Goal – Can you write out all the items below again, switching every "photograph" to "image" and leaving everything else unchanged? Leave the pictures out.
====
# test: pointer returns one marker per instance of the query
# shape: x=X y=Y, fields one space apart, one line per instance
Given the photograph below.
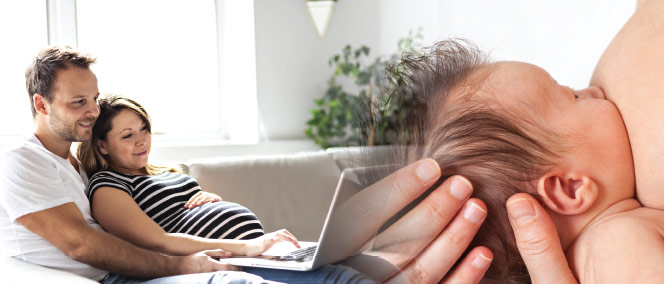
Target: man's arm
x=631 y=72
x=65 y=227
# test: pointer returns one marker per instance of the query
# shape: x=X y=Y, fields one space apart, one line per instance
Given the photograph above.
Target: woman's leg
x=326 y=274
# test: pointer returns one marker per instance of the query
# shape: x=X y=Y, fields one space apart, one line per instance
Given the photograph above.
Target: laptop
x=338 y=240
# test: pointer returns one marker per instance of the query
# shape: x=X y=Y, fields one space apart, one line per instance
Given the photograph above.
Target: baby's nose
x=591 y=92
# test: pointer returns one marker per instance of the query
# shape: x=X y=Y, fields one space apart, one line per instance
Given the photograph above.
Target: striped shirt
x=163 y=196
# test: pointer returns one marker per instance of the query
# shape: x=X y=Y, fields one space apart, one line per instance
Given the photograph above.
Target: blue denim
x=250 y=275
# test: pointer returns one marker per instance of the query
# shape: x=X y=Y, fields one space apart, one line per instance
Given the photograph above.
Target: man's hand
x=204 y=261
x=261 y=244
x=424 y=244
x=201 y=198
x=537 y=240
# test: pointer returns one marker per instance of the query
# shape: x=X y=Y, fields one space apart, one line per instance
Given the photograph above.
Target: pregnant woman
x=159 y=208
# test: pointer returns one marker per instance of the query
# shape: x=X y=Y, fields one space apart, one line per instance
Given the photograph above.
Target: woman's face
====
Correct answer –
# test: pointer returns one marker per instance of the query
# shape: x=X y=Y, fields one space apart, one line per instance
Given the image below.
Target: man's arm
x=631 y=72
x=65 y=227
# test: pointer returns one marker per instance of the query
# shape: x=X y=Y, fields one space apart, one line per instance
Given the image above.
Target: woman's leg
x=326 y=274
# test: pointer returns one marker per instance of the query
# shape: x=X y=Y, fields one space apart, one line per instance
Given the image above.
Target: laptop
x=338 y=240
# test: pointer returns one marker per instance of the query
# shape: x=X y=Y, fields one space apart, one line per instance
Given the image above.
Target: baby's nose
x=591 y=92
# test: pointer returns one marker per instance of the query
# shape: x=X y=Y, fields one space apart, one line per instance
Given the image above.
Target: striped shirt
x=163 y=196
# test: pointer returns one marker per instance of the query
# shape: x=X y=Y, fields one space apart, one line per instance
Given the image above.
Target: blue denim
x=250 y=275
# test: pointer returns one marker per instance of the query
# shape: x=X y=Y, fields one space apart, one line per instance
Given the image above.
Target: man's hand
x=204 y=261
x=261 y=244
x=424 y=244
x=201 y=198
x=537 y=240
# test: pointer returns one marker per instance of the query
# shape: x=X y=Y, fields one space apart, one line per instance
Given the image above.
Target: pregnant woman
x=159 y=208
# test: pointer returns one marker per instance of the query
# shape: x=X y=Y, fields one space apart, one line per instance
Given the image above.
Target: woman's face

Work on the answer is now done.